*Work request*
Go through the listing and write out all of it exactly.

*Input data*
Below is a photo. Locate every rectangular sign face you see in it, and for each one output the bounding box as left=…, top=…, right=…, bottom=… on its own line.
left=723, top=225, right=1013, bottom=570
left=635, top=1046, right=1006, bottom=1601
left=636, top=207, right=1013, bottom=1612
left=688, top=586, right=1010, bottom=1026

*Response box*
Below is a photo. Locate every rectangular sign face you see in it, and for each one output the bounding box as left=…, top=…, right=…, bottom=… on its own line.
left=723, top=225, right=1013, bottom=570
left=635, top=1046, right=1006, bottom=1601
left=636, top=207, right=1013, bottom=1612
left=688, top=586, right=1010, bottom=1026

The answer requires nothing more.